DATA EXCERPTS:
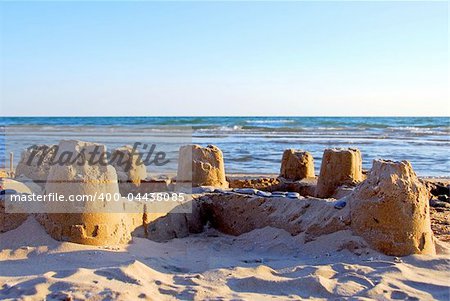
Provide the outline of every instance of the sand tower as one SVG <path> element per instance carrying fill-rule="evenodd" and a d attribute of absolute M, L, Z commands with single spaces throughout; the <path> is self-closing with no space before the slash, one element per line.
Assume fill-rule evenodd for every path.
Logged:
<path fill-rule="evenodd" d="M 117 174 L 111 165 L 102 162 L 100 156 L 91 163 L 85 161 L 94 149 L 104 154 L 102 144 L 76 140 L 61 141 L 56 159 L 60 163 L 51 167 L 46 193 L 58 193 L 65 198 L 90 197 L 90 201 L 58 202 L 49 204 L 48 214 L 41 214 L 40 222 L 55 239 L 88 245 L 126 243 L 131 239 L 127 217 L 121 212 L 120 202 L 105 201 L 105 195 L 119 195 Z M 67 158 L 72 161 L 68 162 Z M 73 162 L 74 158 L 78 158 Z M 64 163 L 62 161 L 66 160 Z M 80 163 L 81 162 L 81 163 Z"/>
<path fill-rule="evenodd" d="M 306 151 L 287 149 L 281 159 L 280 176 L 288 180 L 314 178 L 314 158 Z"/>
<path fill-rule="evenodd" d="M 388 255 L 435 254 L 429 192 L 408 161 L 375 160 L 348 197 L 351 227 Z"/>
<path fill-rule="evenodd" d="M 133 147 L 125 145 L 115 149 L 111 165 L 116 169 L 119 189 L 122 194 L 135 191 L 141 181 L 147 178 L 147 168 L 140 162 L 139 153 Z"/>
<path fill-rule="evenodd" d="M 228 187 L 222 151 L 214 145 L 180 147 L 177 182 L 192 186 Z"/>
<path fill-rule="evenodd" d="M 339 186 L 355 185 L 362 180 L 362 159 L 358 149 L 326 149 L 320 166 L 316 196 L 331 197 Z"/>

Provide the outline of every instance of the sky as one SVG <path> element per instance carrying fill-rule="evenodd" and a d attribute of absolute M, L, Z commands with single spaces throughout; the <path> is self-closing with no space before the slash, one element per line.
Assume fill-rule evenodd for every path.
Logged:
<path fill-rule="evenodd" d="M 0 2 L 2 116 L 450 116 L 448 2 Z"/>

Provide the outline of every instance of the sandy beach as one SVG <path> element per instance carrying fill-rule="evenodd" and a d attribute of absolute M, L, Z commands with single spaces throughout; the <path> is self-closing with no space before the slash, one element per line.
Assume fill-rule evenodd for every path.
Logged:
<path fill-rule="evenodd" d="M 438 255 L 356 255 L 348 231 L 304 243 L 263 228 L 240 236 L 214 229 L 120 247 L 53 240 L 33 219 L 0 234 L 3 300 L 447 300 L 450 245 Z"/>

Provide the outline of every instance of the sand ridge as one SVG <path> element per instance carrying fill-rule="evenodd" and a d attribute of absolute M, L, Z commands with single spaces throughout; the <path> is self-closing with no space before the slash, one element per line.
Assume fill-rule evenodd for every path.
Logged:
<path fill-rule="evenodd" d="M 0 299 L 449 298 L 447 243 L 439 255 L 399 259 L 368 248 L 349 252 L 343 245 L 361 238 L 348 230 L 308 243 L 303 235 L 266 227 L 229 236 L 208 228 L 164 243 L 134 238 L 95 247 L 55 241 L 30 217 L 0 235 Z"/>

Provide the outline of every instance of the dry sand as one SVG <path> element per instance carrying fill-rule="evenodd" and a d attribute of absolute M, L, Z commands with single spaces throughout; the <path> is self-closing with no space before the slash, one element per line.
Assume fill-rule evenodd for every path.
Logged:
<path fill-rule="evenodd" d="M 349 231 L 304 243 L 263 228 L 213 229 L 157 243 L 93 247 L 50 238 L 32 218 L 0 235 L 0 300 L 448 300 L 450 244 L 439 255 L 385 256 Z"/>

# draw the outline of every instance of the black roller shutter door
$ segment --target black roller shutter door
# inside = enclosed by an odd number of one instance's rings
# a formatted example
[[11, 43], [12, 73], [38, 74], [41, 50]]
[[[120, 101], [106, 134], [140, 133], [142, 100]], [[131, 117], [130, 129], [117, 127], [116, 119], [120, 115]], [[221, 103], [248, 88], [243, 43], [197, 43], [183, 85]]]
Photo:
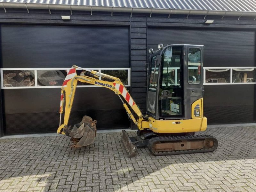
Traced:
[[[1, 68], [129, 68], [129, 31], [118, 27], [2, 25]], [[2, 90], [5, 134], [55, 132], [59, 88]], [[78, 88], [70, 121], [84, 115], [97, 128], [128, 127], [118, 97], [100, 87]]]
[[[255, 67], [254, 31], [166, 28], [149, 28], [148, 49], [157, 45], [204, 45], [204, 66]], [[205, 116], [210, 124], [252, 122], [255, 110], [253, 84], [205, 85]]]

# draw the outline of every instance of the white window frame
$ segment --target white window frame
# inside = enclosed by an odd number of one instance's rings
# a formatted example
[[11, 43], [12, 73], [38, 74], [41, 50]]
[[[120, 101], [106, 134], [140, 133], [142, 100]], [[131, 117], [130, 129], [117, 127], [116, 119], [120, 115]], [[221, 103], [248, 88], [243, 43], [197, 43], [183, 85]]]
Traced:
[[[239, 84], [255, 84], [256, 82], [252, 83], [232, 83], [233, 82], [233, 69], [256, 69], [255, 67], [204, 67], [204, 85], [239, 85]], [[206, 69], [230, 69], [230, 82], [221, 83], [206, 83], [205, 82], [205, 72]], [[256, 73], [256, 72], [255, 72]]]
[[[99, 72], [100, 72], [101, 70], [128, 70], [128, 84], [125, 85], [127, 87], [129, 87], [131, 86], [131, 76], [130, 73], [130, 68], [84, 68], [85, 69], [88, 69], [89, 70], [98, 70]], [[0, 73], [1, 74], [1, 88], [2, 89], [36, 89], [40, 88], [61, 88], [61, 86], [59, 85], [58, 86], [38, 86], [37, 85], [37, 70], [68, 70], [68, 70], [70, 69], [70, 68], [1, 68], [0, 69]], [[80, 70], [79, 69], [77, 70]], [[3, 73], [4, 71], [8, 70], [33, 70], [35, 71], [35, 86], [25, 86], [25, 87], [4, 87], [4, 74]], [[100, 79], [100, 77], [99, 78]], [[77, 88], [79, 87], [100, 87], [97, 85], [77, 85]]]

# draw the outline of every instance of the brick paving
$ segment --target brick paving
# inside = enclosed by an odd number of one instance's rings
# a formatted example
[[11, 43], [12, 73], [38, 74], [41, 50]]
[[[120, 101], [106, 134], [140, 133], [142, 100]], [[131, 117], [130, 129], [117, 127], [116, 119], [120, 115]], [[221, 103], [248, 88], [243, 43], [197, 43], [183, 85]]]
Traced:
[[[0, 192], [256, 191], [256, 126], [209, 128], [213, 152], [128, 157], [121, 133], [70, 149], [64, 136], [0, 139]], [[135, 132], [129, 132], [130, 135]]]

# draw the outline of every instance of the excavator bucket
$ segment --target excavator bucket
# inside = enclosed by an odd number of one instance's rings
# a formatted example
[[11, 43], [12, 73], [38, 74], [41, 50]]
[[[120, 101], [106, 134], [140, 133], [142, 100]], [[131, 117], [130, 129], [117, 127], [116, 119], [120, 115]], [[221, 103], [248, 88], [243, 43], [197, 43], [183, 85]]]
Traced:
[[69, 126], [63, 129], [66, 135], [71, 137], [70, 140], [73, 143], [70, 147], [79, 148], [93, 143], [96, 136], [96, 120], [92, 121], [90, 117], [84, 116], [82, 121], [72, 128]]
[[129, 157], [132, 157], [135, 155], [137, 151], [137, 147], [133, 143], [127, 133], [124, 130], [122, 130], [122, 141], [124, 146]]

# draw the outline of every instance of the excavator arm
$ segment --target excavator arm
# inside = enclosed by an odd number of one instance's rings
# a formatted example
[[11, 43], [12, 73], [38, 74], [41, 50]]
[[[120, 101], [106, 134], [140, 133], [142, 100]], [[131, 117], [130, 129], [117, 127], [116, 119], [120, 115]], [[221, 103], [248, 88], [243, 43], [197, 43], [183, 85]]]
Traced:
[[[78, 75], [76, 71], [77, 69], [82, 70], [87, 75]], [[73, 147], [80, 147], [91, 144], [94, 141], [96, 132], [96, 121], [92, 121], [92, 119], [88, 116], [84, 116], [80, 123], [76, 124], [72, 128], [68, 126], [78, 81], [107, 88], [114, 92], [122, 101], [130, 119], [139, 129], [142, 129], [141, 122], [144, 119], [141, 112], [125, 85], [119, 78], [74, 65], [69, 70], [61, 87], [60, 126], [57, 130], [58, 134], [66, 135], [72, 138], [74, 143]], [[61, 115], [63, 112], [64, 104], [64, 120], [62, 124]], [[137, 116], [134, 117], [130, 108]]]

DIRECTIVE: Please edit the part of the items that opens at their start and closes with the line containing "339 186 L 355": replace "sand tower" with "sand castle", keep everything else unchanged, and leave the pictures out.

OUTPUT FOR THIS EXERCISE:
Provide the outline of every instance of the sand castle as one SVG <path> element per instance carrying fill-rule="evenodd" and a d attribute of absolute M, L, Z commands with single spaces throughout; the <path> is self-closing with no space before the slash, one element per line.
Assume fill-rule evenodd for every path.
Logged:
<path fill-rule="evenodd" d="M 117 174 L 111 165 L 102 162 L 100 156 L 91 163 L 85 161 L 94 149 L 104 154 L 102 144 L 76 140 L 61 141 L 56 159 L 60 163 L 51 167 L 46 193 L 58 193 L 65 198 L 90 197 L 90 201 L 58 202 L 49 204 L 48 214 L 41 214 L 40 222 L 55 239 L 88 245 L 126 243 L 131 239 L 127 217 L 121 212 L 120 202 L 105 201 L 105 195 L 119 195 Z M 67 158 L 72 161 L 68 162 Z M 73 162 L 74 158 L 78 158 Z M 64 163 L 62 161 L 66 160 Z M 80 163 L 81 162 L 81 163 Z"/>
<path fill-rule="evenodd" d="M 306 151 L 287 149 L 281 159 L 280 176 L 288 180 L 314 178 L 314 158 Z"/>
<path fill-rule="evenodd" d="M 388 255 L 435 254 L 429 192 L 408 161 L 375 160 L 348 197 L 351 227 Z"/>
<path fill-rule="evenodd" d="M 133 147 L 125 145 L 115 149 L 111 165 L 116 169 L 119 189 L 122 194 L 135 191 L 141 181 L 147 178 L 147 168 L 140 162 L 139 153 Z"/>
<path fill-rule="evenodd" d="M 228 187 L 222 151 L 214 145 L 180 147 L 177 182 L 192 186 Z"/>
<path fill-rule="evenodd" d="M 339 186 L 355 185 L 362 180 L 362 159 L 358 149 L 326 149 L 320 166 L 316 196 L 331 197 Z"/>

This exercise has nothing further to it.